Segment Start: Records provided
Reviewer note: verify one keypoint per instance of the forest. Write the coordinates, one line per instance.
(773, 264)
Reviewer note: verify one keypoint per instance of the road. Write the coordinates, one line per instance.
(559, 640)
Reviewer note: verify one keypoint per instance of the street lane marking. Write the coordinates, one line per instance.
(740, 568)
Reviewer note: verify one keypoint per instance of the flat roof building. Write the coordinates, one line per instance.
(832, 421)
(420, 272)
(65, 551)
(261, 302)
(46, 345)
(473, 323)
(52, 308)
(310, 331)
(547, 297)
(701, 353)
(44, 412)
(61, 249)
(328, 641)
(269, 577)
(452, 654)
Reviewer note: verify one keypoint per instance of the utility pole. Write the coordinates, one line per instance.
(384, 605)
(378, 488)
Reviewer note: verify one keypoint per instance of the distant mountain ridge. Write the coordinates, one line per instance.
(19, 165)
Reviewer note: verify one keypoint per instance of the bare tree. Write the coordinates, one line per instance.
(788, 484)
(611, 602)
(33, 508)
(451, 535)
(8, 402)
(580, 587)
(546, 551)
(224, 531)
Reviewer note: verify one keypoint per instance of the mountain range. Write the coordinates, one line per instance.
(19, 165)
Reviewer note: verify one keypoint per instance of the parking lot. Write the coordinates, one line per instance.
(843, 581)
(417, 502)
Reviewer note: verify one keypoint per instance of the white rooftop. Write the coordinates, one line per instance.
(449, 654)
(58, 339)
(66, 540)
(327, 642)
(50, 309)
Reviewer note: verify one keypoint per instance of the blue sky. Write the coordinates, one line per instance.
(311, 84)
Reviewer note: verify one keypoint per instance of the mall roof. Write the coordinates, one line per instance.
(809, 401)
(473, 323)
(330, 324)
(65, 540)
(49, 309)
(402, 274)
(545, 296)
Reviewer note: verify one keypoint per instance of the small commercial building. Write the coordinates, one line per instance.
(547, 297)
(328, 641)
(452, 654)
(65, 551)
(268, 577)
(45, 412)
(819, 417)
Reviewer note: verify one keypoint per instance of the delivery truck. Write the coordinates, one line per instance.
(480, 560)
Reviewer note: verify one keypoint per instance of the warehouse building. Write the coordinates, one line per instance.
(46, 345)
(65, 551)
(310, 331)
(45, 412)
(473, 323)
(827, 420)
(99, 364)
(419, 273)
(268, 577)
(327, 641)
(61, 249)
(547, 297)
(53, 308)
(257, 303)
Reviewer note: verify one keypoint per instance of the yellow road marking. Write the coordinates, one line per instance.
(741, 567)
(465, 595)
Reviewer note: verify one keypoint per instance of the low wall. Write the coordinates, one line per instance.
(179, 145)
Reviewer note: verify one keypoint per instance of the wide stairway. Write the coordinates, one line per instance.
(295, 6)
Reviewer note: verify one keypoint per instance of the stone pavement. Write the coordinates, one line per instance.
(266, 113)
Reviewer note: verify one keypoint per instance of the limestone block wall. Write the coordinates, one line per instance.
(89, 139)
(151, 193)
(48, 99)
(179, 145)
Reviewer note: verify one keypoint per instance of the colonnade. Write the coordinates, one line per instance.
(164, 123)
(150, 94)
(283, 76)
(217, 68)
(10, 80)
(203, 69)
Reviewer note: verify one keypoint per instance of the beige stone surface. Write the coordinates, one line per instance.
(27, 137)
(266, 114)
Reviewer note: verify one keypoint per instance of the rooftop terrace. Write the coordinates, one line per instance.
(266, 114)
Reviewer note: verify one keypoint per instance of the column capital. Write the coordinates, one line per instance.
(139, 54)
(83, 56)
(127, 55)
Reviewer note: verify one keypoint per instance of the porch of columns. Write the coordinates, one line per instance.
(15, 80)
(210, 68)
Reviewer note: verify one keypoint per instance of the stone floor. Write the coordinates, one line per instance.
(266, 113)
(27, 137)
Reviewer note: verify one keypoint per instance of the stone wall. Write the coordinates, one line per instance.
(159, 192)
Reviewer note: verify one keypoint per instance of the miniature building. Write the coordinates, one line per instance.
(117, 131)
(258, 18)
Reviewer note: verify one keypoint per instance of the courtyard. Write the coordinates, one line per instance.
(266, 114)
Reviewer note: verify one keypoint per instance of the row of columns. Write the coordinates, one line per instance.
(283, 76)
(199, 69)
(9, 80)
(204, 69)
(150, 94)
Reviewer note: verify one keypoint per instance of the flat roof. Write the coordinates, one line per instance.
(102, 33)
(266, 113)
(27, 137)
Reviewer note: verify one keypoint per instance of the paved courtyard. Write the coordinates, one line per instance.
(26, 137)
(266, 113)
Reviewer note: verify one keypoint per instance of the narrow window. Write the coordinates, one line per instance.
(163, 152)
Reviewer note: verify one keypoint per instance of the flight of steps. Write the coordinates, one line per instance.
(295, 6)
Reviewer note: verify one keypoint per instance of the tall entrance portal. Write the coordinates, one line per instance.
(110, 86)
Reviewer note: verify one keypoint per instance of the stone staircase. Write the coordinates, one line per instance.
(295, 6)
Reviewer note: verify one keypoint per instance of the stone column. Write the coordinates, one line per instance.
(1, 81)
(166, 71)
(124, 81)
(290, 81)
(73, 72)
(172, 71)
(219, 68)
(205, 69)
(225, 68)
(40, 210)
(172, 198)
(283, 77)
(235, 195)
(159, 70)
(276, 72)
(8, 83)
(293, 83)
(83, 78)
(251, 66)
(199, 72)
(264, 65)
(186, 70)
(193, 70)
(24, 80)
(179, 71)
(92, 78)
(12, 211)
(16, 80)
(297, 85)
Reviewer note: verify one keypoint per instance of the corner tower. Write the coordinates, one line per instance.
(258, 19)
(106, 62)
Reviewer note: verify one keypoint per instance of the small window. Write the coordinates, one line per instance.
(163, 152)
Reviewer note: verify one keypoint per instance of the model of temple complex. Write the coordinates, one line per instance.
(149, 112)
Segment End: Records provided
Exercise aim. The data above should be reproduced in full, word for word.

Answer space.
Reviewer note: verify one keypoint per instance of the forest. Write the coordinates, one line per instance.
(773, 264)
Reviewer note: verify one keypoint per instance of the road. Write the coordinates, one line per instance.
(559, 640)
Reviewer note: verify one keypoint per instance of the street lane marking. Write the coordinates, one line per instance.
(740, 568)
Reviewer note: verify one keypoint per instance of the flat roof building. Write the coordinates, one line per instance.
(832, 421)
(420, 272)
(65, 551)
(261, 302)
(46, 345)
(473, 323)
(52, 308)
(310, 331)
(547, 297)
(701, 353)
(44, 412)
(61, 249)
(328, 641)
(269, 577)
(452, 654)
Reviewer note: verify one keypoint per instance of the utility pole. Write the coordinates, one line per instance.
(384, 605)
(378, 488)
Reviewer note: verify one keypoint per instance of the distant mountain ridge. Write the coordinates, one line per instance.
(19, 165)
Reviewer note: verify one keypoint per instance of the bare tree. Write the coordinates, one line per instance.
(788, 484)
(611, 602)
(33, 508)
(451, 535)
(8, 402)
(580, 587)
(546, 551)
(224, 531)
Reviewer note: verify one keypoint per instance of the mountain range. Write the coordinates, one line per instance.
(19, 165)
Reviewer note: verify one keypoint per instance of the parking lot. Write the coordinates, one line per instance.
(843, 581)
(417, 502)
Reviewer note: verify one keypoint per instance of the white rooftop. Write the coordinates, one line per instance.
(449, 654)
(58, 339)
(66, 540)
(327, 642)
(50, 309)
Reviewer note: verify one keypoint per instance of the blue sky. Write the coordinates, one line per instance.
(311, 84)
Reviewer note: verify one keypoint per instance of the mall roof. Write the coordinates, one line per instance.
(809, 401)
(473, 323)
(330, 324)
(65, 540)
(49, 309)
(402, 274)
(545, 296)
Reviewer note: verify one keypoint per instance of the small commercial building. Write the coordinates, one line per instance.
(547, 297)
(328, 641)
(452, 654)
(65, 551)
(268, 577)
(45, 412)
(819, 417)
Reviewer note: verify one keypoint per instance of the delivery truck. Write the coordinates, one line per instance.
(480, 560)
Reviewer note: verify one keypoint per instance of the warehouse building. Write the coordinates, one line per instance.
(46, 345)
(65, 551)
(310, 331)
(45, 412)
(473, 323)
(827, 420)
(99, 364)
(419, 273)
(268, 577)
(327, 641)
(61, 249)
(547, 297)
(53, 308)
(257, 303)
Reviewer note: verify one keypoint per instance of the yellow road marking. Write the coordinates, one line per instance.
(741, 567)
(465, 595)
Reviewer note: verify one keypoint per instance of the low wall. Write the coordinates, one line per instance.
(179, 145)
Reviewer note: verify one keypoint per instance of the wide stairway. Write the coordinates, one line per instance.
(295, 6)
Reviewer note: verify one keypoint per instance of the stone pavement. Write the coordinates, one line per instance.
(266, 113)
Reviewer note: verify one keypoint per instance of the limestone block wall. Write the coordinates, one line per instance.
(89, 139)
(151, 193)
(48, 99)
(179, 145)
Reviewer note: verify one keypoint per instance of the colonnade. Write the coordinates, one line per instance.
(164, 123)
(150, 94)
(283, 76)
(217, 68)
(10, 80)
(203, 69)
Reviewer note: verify one keypoint per instance of the beige stone surface. Write the coordinates, one line per instance.
(27, 137)
(266, 114)
Reviewer note: verify one keypoint per instance of the rooftop terrace. Write the coordinates, one line per instance.
(266, 114)
Reviewer note: verify one keypoint per instance of the column capital. Write the coordinates, one line per instance.
(139, 54)
(83, 56)
(127, 55)
Reviewer note: verify one keypoint per instance of the porch of columns. Write the coordinates, one line per instance.
(15, 80)
(210, 68)
Reviewer note: verify one keypoint per instance of the stone floor. Write the coordinates, one line per instance.
(266, 113)
(27, 137)
Reviewer note: verify one keypoint per instance of the stone wall. Write the coordinates, one line per instance.
(159, 192)
Reviewer note: verify one keypoint per instance of the miniature building. Write the coordinates, one line per instance.
(117, 131)
(258, 18)
Reviewer note: verify one keypoint per instance of the courtyard. Write the coordinates, one line per instance.
(266, 114)
Reviewer note: verify one keypoint per instance of the row of columns. Write the coordinates, one line per instance.
(283, 76)
(199, 69)
(9, 80)
(204, 69)
(150, 94)
Reviewer note: verify one keypoint per instance of the flat roof. Write the coordinates, one line per instance.
(102, 33)
(266, 113)
(27, 137)
Reviewer note: verify one keypoint per instance of the paved courtyard. Write the coordinates, one line per instance.
(26, 137)
(266, 113)
Reviewer note: verify one keypoint per instance of the narrow window. Write the coordinates, one line per instance.
(163, 152)
Reviewer note: verify one keypoint per instance of the flight of steps. Write the coordinates, one line per instance.
(295, 6)
Reviewer note: verify one keypoint per instance of the tall entrance portal. Write the coordinates, one line per instance.
(110, 86)
Reviewer note: verify one keypoint per instance of the stone staircase. Write the coordinates, one line per instance.
(295, 6)
Reviewer note: verify one keypoint per instance of the stone column. Write the coordinates, one line per instance.
(1, 81)
(166, 71)
(124, 81)
(290, 81)
(73, 72)
(172, 71)
(219, 68)
(205, 69)
(225, 68)
(40, 210)
(172, 198)
(283, 77)
(235, 195)
(159, 70)
(276, 72)
(8, 83)
(293, 83)
(83, 78)
(251, 66)
(199, 72)
(264, 65)
(186, 70)
(193, 70)
(24, 80)
(179, 71)
(92, 78)
(12, 211)
(16, 80)
(297, 85)
Reviewer note: verify one keypoint per instance of the corner tower. Write the coordinates, one line per instance.
(258, 19)
(106, 62)
Reviewer note: verify one keypoint per instance of the small window. Write the coordinates, one line per instance.
(163, 152)
Reviewer note: verify one keypoint per instance of the model of temple complex. Write the coordinates, one line per instance.
(149, 112)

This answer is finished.